*Text section:*
===============
Everyone has that one favorite song or album from their childhood that, when they hear it, sends them way back to "the good ol' days." I know I do (and am definitely too embarrassed to share it), but I want to talk about something a little bit different that I've experienced in the past few years: music that makes me feel nostalgic the first time I hear it.
Sometimes I hear a song, and the lyrics are just so goofy and sweet that they remind me of being a kid. Other times, the music is just so bright and washed out, the same way a childhood flashback scene in a film may have a super fuzzy, overexposed filter on it that invokes the immature sense of wonder I felt when I was younger. I'm going to share with you the six albums I've heard in recent years that have made me feel this way the strongest.
1. "Dead Cities, Red Seas, & Lost Ghosts" by M83
I'm sure most of you have heard of their 2011 album Hurry Up, We're Dreaming, or would at least recognize the album cover, thanks to the smash hit "Midnight Cities" that ruled the radio for a couple months. However, I am here to talk to you about the 2003 album that put them on the map, Dead Cities, Red Seas, & Lost Ghosts.
===============
*Data shown:*
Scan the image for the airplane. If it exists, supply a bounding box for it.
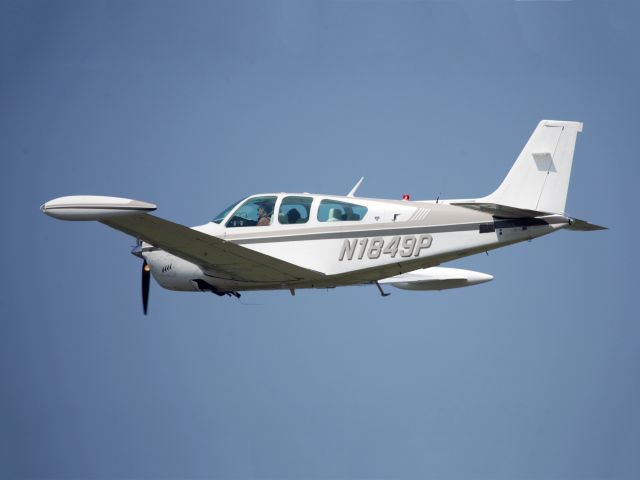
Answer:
[41,120,606,315]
===============
*To-do list:*
- A) Name every album or song title that appears in the piece on music that feels nostalgic.
- B) Write the next part of the piece on music that feels nostalgic, starting right after its final sentence.
None of the lines are needed here.

*Written answers:*
- A)
- Dead Cities, Red Seas, & Lost Ghosts
- Hurry Up, We're Dreaming
- Midnight Cities

- B)
This album is unique because, aside from a spoken word section in the opening track, it's almost entirely instrumental. Every track is a dreamy soundscape of shoegaze-y synths and drum pads and is just a perfect example of doing more with less. When I hear a track like "Noise," with its swelling synths in the background and descending piano keys at the forefront, it makes me want to lay down and look at the sky, exactly like the album cover.
Another stand out is the closer "Beauties Can Die" which features these constantly ascending synths alongside these poignant female vocals, ascending along with them. There's a strangely icy quality to all this warmth though. It truly reminds me of the Massachusetts winters I used to experience as a kid, when I would be outside in all my snow gear, the snow had just stopped falling, and I could feel the sun start to warm my face, piercing through the white clouds.
2. "An Abundance of Strawberries" by Julia Brown
Julia Brown is, in fact, a three-piece band, led by a guy named Sam Ray (literally no one in the band is named Julia. I don't get it either). One thing I do get, however, is that they know how to make some really excellent music. Creating a subtle mix of slowcore folk, electronics, chamber pop, and a really lo-fi recording style gives it an intimate "bedroom" quality.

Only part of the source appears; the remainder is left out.